_Belge metni_:
02 Eylül 2024 18:46

Atanmış rektörler ve üniversite bileşenlerinin mücadelesi

AKP rejiminin, bir süredir üniversitelere dair belirlediği politikalar, liyakat tartışmalarının ötesinde ekonomi politik bağlamda çok yönlü bir meseleye işaret ediyor.

Fotoğraf: Evrensel

Paylaş

İmre DEMİR
Ankara

Geçtiğimiz günlerde, içerisinde ODTÜ, İTÜ gibi üniversitelerin de bulunduğu 13 üniversiteye rektör ataması gerçekleştirildi. İTÜ, ODTÜ ve Gazi Üniversitesinde yeni rektör atamaları yaşanırken, Ankara Üniversitesinin de içerisinde olduğu kimi üniversitelerin rektörleri ise yeniden atandı. Eski TÜBİTAK Başkanı Hasan Mandal’ın İTÜ’ye, Sanayi ve Teknoloji Bakan Yardımcısı Ahmet Yozgatligil’in ODTÜ’ye atanması ile tartışmalar devam ediyor.

REKTÖR ATAMALARI HUKUKSUZ

Anayasa Mahkemesinin geçtiğimiz haziran ayında aldığı karara göre, üniversitelere Cumhurbaşkanı tarafından atama yapılmasının Anayasa'ya aykırı olduğu yönündeki kararını hatırlatmakta fayda var. 15 Temmuz Darbesi’ni takip eden süreçte, OHAL sonrası alınan Kanun Hükmündeki Kararname (KHK) ile üniversitelere Cumhurbaşkanı tarafından atama yapılmasının önü açılmış; bu kararla beraber uzun bir süredir tahribat altındaki demokratik ve özerk üniversite yapısı daha da ağır bir hasarın altında kalmıştı.

_Sağlanan kayıtlar_:
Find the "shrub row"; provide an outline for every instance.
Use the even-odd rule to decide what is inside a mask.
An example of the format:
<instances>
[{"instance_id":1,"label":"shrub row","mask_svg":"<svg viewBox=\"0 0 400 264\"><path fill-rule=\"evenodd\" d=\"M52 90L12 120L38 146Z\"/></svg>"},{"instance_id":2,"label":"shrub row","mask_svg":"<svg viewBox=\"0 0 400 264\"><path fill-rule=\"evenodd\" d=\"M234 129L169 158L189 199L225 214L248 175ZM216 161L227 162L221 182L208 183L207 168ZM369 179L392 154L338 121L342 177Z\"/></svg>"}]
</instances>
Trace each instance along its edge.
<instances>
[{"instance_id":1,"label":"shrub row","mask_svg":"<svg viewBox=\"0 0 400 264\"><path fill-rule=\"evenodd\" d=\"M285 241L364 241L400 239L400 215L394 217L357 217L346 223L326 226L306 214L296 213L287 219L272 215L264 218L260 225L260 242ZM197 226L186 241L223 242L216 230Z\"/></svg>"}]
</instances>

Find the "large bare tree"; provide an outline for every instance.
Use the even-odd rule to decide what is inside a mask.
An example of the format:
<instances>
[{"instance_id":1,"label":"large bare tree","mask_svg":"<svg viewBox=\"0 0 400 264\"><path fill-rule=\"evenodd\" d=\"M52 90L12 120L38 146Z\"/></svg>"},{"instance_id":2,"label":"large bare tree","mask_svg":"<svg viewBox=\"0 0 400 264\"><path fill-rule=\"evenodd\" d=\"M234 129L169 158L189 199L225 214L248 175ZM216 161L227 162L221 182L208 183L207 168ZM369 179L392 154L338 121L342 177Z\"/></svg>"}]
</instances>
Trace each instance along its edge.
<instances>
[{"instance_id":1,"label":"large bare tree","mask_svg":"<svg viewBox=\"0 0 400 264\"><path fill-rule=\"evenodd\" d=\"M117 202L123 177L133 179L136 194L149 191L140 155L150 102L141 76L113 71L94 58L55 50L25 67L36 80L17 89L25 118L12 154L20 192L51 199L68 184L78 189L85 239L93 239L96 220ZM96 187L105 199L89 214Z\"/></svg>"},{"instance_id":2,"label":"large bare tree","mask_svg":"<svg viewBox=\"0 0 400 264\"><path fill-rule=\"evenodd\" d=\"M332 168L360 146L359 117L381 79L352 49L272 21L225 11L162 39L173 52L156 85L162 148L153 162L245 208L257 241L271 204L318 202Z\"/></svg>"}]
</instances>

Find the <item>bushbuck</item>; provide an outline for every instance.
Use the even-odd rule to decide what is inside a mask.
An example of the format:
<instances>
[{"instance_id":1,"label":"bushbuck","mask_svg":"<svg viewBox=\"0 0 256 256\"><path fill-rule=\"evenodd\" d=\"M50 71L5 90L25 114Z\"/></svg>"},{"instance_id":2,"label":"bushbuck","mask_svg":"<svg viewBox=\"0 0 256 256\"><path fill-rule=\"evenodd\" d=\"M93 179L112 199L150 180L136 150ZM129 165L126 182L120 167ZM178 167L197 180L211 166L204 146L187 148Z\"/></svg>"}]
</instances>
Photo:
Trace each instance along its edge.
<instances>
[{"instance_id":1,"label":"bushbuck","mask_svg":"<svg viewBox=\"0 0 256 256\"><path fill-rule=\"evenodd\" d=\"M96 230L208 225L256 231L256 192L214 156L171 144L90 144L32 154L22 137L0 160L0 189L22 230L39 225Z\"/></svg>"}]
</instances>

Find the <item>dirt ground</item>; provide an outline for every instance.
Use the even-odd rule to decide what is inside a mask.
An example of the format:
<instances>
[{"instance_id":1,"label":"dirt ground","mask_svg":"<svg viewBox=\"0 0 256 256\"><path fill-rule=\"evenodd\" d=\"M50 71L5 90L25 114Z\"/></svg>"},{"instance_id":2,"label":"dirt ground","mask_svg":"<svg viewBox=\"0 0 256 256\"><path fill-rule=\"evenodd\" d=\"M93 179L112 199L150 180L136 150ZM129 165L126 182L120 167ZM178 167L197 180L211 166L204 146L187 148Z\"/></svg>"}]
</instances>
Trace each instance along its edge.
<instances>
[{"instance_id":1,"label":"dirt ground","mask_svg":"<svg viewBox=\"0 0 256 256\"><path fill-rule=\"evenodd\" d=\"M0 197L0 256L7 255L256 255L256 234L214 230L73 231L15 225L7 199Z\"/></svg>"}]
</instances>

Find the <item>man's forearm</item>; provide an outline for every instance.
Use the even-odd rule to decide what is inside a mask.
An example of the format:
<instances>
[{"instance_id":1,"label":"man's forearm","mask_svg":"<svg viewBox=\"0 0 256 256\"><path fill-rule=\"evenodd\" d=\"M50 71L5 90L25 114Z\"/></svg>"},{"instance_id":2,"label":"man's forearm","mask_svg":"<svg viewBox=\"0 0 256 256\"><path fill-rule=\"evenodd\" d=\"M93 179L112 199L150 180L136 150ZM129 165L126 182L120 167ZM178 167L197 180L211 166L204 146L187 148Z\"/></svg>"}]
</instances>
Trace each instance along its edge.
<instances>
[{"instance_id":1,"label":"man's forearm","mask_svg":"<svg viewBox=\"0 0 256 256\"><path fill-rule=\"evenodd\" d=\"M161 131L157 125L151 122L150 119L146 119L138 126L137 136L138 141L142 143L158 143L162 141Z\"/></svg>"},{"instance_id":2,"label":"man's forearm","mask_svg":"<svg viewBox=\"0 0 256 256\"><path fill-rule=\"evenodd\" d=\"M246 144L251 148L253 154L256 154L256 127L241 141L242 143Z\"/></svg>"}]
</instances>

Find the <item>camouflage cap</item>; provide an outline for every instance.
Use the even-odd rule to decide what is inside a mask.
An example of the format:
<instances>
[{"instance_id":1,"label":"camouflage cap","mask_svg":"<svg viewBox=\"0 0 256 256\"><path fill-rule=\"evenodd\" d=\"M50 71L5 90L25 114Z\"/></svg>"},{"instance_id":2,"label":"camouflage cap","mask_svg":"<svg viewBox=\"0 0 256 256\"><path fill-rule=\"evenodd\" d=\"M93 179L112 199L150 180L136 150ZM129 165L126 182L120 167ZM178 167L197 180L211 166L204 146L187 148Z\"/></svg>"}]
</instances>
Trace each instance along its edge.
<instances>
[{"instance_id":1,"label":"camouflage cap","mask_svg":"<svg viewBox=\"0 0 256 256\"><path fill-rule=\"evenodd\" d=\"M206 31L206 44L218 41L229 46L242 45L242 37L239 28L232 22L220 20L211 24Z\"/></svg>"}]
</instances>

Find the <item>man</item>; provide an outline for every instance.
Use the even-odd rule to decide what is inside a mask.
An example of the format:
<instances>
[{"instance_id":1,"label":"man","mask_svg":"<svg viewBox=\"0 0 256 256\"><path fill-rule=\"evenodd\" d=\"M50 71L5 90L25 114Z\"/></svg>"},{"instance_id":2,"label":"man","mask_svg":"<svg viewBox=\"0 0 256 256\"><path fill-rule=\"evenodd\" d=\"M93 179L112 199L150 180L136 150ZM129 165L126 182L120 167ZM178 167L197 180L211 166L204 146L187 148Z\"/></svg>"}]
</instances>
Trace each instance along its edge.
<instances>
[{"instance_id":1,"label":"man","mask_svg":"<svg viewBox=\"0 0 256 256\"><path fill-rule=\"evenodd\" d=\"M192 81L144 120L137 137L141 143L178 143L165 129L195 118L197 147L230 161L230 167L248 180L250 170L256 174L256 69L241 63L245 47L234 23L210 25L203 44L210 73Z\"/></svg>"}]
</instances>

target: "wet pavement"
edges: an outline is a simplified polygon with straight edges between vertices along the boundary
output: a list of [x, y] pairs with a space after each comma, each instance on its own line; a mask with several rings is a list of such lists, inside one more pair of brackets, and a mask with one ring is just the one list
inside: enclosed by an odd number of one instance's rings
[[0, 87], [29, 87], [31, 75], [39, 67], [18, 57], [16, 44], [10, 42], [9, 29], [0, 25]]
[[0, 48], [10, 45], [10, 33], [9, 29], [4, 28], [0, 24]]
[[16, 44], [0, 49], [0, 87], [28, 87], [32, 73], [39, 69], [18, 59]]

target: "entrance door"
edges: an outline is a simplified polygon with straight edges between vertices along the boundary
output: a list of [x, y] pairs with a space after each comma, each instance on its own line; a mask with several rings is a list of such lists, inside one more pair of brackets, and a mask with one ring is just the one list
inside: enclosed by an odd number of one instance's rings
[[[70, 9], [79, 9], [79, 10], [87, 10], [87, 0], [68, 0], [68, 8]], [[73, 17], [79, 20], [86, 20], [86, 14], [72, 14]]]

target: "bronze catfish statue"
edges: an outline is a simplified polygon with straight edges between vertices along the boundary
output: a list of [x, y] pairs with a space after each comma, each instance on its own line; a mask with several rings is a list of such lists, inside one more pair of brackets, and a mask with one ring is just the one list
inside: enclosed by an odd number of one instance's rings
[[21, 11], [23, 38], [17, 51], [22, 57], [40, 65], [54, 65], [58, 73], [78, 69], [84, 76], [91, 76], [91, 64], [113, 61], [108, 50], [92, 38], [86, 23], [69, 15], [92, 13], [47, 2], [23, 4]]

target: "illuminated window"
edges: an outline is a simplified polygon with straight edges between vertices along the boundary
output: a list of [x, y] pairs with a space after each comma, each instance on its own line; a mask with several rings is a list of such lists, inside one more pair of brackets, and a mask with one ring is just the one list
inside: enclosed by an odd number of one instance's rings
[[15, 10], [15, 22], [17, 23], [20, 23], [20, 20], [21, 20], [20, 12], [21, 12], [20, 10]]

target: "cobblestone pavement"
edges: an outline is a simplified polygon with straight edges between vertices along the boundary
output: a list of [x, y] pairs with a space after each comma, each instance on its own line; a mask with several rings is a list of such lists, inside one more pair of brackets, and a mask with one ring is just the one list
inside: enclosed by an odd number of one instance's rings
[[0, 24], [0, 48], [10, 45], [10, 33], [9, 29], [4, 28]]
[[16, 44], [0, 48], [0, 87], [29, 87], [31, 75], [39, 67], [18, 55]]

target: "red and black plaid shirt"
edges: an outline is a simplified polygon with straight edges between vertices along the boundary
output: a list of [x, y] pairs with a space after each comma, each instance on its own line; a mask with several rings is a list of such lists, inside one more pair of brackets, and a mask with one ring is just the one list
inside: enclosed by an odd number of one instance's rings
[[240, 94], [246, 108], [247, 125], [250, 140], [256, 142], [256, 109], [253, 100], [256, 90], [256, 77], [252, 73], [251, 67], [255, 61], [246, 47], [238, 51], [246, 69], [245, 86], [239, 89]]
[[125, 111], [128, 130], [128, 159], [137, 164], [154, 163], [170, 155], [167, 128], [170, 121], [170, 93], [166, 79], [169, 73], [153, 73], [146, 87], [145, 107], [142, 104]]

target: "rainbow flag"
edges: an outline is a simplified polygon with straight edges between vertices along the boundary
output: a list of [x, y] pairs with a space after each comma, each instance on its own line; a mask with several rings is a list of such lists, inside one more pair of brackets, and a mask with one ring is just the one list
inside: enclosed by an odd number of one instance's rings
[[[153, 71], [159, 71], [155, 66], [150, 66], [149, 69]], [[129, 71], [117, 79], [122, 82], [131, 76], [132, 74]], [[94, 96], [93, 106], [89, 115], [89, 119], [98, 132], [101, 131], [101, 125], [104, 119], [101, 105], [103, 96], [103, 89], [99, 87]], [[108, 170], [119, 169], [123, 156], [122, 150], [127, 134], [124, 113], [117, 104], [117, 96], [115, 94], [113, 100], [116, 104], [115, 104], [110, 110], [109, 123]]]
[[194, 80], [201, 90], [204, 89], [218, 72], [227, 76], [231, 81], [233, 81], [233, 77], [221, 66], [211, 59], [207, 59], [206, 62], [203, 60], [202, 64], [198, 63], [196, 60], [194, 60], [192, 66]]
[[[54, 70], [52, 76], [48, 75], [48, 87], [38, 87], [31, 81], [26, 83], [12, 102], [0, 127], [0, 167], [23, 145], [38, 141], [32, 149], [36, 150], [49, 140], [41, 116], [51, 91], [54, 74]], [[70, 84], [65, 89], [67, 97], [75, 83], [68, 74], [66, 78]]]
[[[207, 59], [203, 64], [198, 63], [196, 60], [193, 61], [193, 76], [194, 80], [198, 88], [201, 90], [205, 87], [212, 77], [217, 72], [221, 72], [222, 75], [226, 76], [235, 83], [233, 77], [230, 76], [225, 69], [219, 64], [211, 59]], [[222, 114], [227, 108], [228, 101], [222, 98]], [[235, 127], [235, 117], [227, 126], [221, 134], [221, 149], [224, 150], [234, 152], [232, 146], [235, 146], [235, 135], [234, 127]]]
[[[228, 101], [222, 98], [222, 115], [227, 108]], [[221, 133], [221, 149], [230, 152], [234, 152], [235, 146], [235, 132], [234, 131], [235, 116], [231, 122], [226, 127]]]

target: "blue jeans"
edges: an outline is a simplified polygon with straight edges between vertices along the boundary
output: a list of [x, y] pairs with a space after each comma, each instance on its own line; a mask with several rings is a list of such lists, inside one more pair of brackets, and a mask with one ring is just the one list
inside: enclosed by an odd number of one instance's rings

_Yapılması gereken_:
Rektör atamalarıyla ilgili yukarıdaki metni, hiçbir yerini değiştirmeden baştan sona eksiksiz yazın.

_Görev yanıtı_:
02 Eylül 2024 18:46

Atanmış rektörler ve üniversite bileşenlerinin mücadelesi

AKP rejiminin, bir süredir üniversitelere dair belirlediği politikalar, liyakat tartışmalarının ötesinde ekonomi politik bağlamda çok yönlü bir meseleye işaret ediyor.

Fotoğraf: Evrensel

Paylaş

İmre DEMİR
Ankara

Geçtiğimiz günlerde, içerisinde ODTÜ, İTÜ gibi üniversitelerin de bulunduğu 13 üniversiteye rektör ataması gerçekleştirildi. İTÜ, ODTÜ ve Gazi Üniversitesinde yeni rektör atamaları yaşanırken, Ankara Üniversitesinin de içerisinde olduğu kimi üniversitelerin rektörleri ise yeniden atandı. Eski TÜBİTAK Başkanı Hasan Mandal’ın İTÜ’ye, Sanayi ve Teknoloji Bakan Yardımcısı Ahmet Yozgatligil’in ODTÜ’ye atanması ile tartışmalar devam ediyor.

REKTÖR ATAMALARI HUKUKSUZ

Anayasa Mahkemesinin geçtiğimiz haziran ayında aldığı karara göre, üniversitelere Cumhurbaşkanı tarafından atama yapılmasının Anayasa'ya aykırı olduğu yönündeki kararını hatırlatmakta fayda var. 15 Temmuz Darbesi’ni takip eden süreçte, OHAL sonrası alınan Kanun Hükmündeki Kararname (KHK) ile üniversitelere Cumhurbaşkanı tarafından atama yapılmasının önü açılmış; bu kararla beraber uzun bir süredir tahribat altındaki demokratik ve özerk üniversite yapısı daha da ağır bir hasarın altında kalmıştı.